• _Given instruction_
Could you return, unchanged, everything in the entries below from the line containing "grass, one point per instance." down to the line containing "120], [111, 122]]", with both of those lines included?

#####

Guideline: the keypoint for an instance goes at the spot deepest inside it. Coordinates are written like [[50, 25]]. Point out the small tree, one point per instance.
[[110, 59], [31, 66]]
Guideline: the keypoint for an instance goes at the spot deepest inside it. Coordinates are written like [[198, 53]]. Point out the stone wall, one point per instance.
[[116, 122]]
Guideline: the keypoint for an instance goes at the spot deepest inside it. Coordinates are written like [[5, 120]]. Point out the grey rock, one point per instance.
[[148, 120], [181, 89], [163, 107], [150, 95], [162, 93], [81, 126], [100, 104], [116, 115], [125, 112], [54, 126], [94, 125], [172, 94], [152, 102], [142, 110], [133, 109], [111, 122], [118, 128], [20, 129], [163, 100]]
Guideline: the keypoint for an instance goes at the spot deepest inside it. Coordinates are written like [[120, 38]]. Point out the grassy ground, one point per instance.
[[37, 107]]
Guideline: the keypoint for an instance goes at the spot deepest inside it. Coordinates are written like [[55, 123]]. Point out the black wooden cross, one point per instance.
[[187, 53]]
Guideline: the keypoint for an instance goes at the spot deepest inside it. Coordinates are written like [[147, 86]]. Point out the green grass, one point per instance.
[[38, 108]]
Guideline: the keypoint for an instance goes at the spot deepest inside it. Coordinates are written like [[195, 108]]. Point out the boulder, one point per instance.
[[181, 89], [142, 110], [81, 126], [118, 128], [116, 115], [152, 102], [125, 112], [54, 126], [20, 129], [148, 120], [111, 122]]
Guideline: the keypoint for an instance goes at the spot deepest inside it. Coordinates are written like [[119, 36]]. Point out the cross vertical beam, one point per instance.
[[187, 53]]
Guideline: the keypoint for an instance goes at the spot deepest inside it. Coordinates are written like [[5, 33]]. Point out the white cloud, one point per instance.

#####

• _Reply_
Guideline: the keypoint for an instance goes at the spot deepest inside it. Coordinates are written like [[147, 86]]. Point out the green grass, one point per instance.
[[38, 108]]
Guideline: the keypoint for an instance goes at the spot deepest inside it. Coordinates are written like [[195, 108]]. Point out the boulder, one point per instance.
[[181, 89], [142, 110], [81, 126], [118, 128], [116, 115], [152, 102], [125, 112], [54, 126], [20, 129], [148, 120], [111, 122]]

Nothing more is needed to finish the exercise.